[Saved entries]
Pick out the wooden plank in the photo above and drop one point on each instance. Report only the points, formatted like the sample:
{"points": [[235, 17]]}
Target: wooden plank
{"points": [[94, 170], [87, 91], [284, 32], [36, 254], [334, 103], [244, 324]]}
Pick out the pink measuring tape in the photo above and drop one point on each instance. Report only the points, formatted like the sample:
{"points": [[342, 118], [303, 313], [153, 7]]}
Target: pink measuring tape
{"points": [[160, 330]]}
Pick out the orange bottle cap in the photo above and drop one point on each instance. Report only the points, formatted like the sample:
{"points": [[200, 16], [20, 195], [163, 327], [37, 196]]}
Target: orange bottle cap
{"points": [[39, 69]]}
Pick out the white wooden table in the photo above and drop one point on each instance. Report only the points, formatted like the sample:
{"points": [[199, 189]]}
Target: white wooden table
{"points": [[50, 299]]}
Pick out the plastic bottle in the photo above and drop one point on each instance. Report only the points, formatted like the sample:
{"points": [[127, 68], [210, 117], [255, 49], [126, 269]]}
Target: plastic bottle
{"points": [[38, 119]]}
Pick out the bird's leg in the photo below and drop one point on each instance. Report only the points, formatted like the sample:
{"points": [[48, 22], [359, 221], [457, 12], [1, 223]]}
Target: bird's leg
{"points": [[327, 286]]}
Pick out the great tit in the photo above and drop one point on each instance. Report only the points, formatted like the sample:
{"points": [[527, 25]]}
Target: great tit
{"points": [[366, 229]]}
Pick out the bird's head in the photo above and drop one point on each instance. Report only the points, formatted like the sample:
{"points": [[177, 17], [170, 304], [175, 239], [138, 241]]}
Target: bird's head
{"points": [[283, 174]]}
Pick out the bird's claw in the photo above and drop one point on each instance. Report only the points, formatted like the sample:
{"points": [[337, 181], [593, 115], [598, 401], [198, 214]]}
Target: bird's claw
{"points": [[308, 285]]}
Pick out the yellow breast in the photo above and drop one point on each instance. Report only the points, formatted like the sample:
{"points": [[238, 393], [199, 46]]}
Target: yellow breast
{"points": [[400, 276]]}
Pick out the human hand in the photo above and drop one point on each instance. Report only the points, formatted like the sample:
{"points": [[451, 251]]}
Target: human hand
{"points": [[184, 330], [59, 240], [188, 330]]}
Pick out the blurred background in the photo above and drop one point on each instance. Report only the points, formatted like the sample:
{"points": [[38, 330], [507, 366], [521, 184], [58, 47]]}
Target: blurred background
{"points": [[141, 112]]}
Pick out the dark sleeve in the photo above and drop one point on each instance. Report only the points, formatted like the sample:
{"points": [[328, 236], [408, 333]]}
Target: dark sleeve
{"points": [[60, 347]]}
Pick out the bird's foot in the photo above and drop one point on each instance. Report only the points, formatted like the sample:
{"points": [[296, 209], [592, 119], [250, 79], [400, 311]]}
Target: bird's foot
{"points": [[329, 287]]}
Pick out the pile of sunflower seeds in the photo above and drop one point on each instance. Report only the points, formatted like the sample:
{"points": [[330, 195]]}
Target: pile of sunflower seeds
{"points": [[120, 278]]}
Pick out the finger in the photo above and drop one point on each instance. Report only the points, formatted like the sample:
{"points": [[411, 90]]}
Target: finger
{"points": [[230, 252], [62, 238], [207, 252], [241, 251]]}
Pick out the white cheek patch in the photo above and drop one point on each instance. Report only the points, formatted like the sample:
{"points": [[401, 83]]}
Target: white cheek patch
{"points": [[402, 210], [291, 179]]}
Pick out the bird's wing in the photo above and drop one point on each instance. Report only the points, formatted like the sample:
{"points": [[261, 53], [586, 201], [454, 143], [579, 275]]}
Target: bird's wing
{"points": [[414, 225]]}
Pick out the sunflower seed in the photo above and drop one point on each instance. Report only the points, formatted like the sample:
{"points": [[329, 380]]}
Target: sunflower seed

**WORK REQUEST:**
Type the data out again, exactly.

**SOLVED PROBLEM:**
Pick out the wooden plank in the photo above and drop one point on each instance. Report only the points, formatted like the sample:
{"points": [[235, 17]]}
Target: wooden plank
{"points": [[94, 170], [87, 91], [284, 32], [36, 254], [334, 103], [244, 324]]}
Pick out the pink measuring tape in the photo above and drop one point on each instance. Report only the points, formatted like the sample:
{"points": [[342, 118], [303, 313], [153, 7]]}
Target: pink measuring tape
{"points": [[160, 330]]}
Pick out the orange bottle cap in the photo above and drop one point on each instance. Report only the points, formatted like the sample:
{"points": [[200, 16], [20, 195], [163, 327], [37, 196]]}
Target: orange bottle cap
{"points": [[39, 69]]}
Pick out the white wooden table in the photo above and drop one point on each instance. Report only the points, formatted like the sample:
{"points": [[199, 189]]}
Target: white wooden table
{"points": [[50, 299]]}
Pick out the plastic bottle in the photo above and drop one point on each instance. Report only the points, formatted like the sample:
{"points": [[127, 68], [210, 117], [255, 49], [126, 269]]}
Target: plastic bottle
{"points": [[38, 119]]}
Pick out the bird's leg in the photo below and drop one point on each instance. Report only the points, formatted like the sample:
{"points": [[48, 22], [359, 221], [457, 12], [1, 223]]}
Target: bird's leg
{"points": [[327, 286]]}
Pick out the great tit in the photo above and drop one point on each instance. Report only the points, formatted like the sample:
{"points": [[527, 25]]}
Target: great tit
{"points": [[366, 229]]}
Pick out the bird's head in the photo above and drop one point on each instance. Report only the points, formatted like the sample:
{"points": [[177, 17], [170, 304], [175, 239], [138, 241]]}
Target: bird's head
{"points": [[283, 174]]}
Pick out the bird's claw in the photo above and drop one point on each instance. Report only the points, formatted like the sample:
{"points": [[337, 181], [593, 115], [598, 401], [198, 214]]}
Target: bird's claw
{"points": [[308, 285]]}
Pick out the yellow breast in the photo above and drop one point on each instance. Report only the points, formatted like the sample:
{"points": [[238, 393], [199, 46]]}
Target: yellow breast
{"points": [[400, 276]]}
Pick out the human hand in the photo above and drop one point on each instance. Report only the points, formatted like the sample:
{"points": [[451, 251]]}
Target: human hand
{"points": [[184, 330], [59, 240], [188, 330]]}
Pick out the blurred background in the photo above and drop one point on each instance. Report only the points, formatted like the sample:
{"points": [[38, 330], [507, 366], [521, 184], [58, 47]]}
Target: blurred background
{"points": [[141, 112]]}
Pick out the dark sleeve in the photo above and drop one point on each instance. Report only the points, formatted like the sample:
{"points": [[328, 236], [408, 333]]}
Target: dark sleeve
{"points": [[60, 347]]}
Pick out the bird's foot in the photo above and drop one point on each instance. Report only the points, formatted like the sample:
{"points": [[296, 209], [592, 119], [250, 79], [400, 311]]}
Target: bird's foot
{"points": [[329, 287]]}
Pick out the pile of sunflower seeds in the photo above and drop one point on each instance. Report only the points, formatted like the sample:
{"points": [[330, 195]]}
Target: pile of sunflower seeds
{"points": [[120, 278]]}
Pick out the finger in the photo above and drop one point on each instance. Report only the points, formatted like the sample:
{"points": [[411, 90]]}
Target: finger
{"points": [[230, 252], [62, 238], [207, 252], [241, 251]]}
Pick out the white cheek patch in the photo above and drop one point on each instance. Report only the points, formatted like the sample:
{"points": [[401, 83]]}
Target: white cheek patch
{"points": [[402, 210], [291, 179]]}
Pick out the bird's wing in the photo above and drop one point on each instance. Report only the points, formatted like the sample:
{"points": [[261, 53], [586, 201], [454, 143], [579, 275]]}
Target: bird's wing
{"points": [[414, 225]]}
Pick out the sunflower seed in the photo above and drop one point on each instance. Report only the points, formatted like the sample:
{"points": [[329, 380]]}
Target: sunflower seed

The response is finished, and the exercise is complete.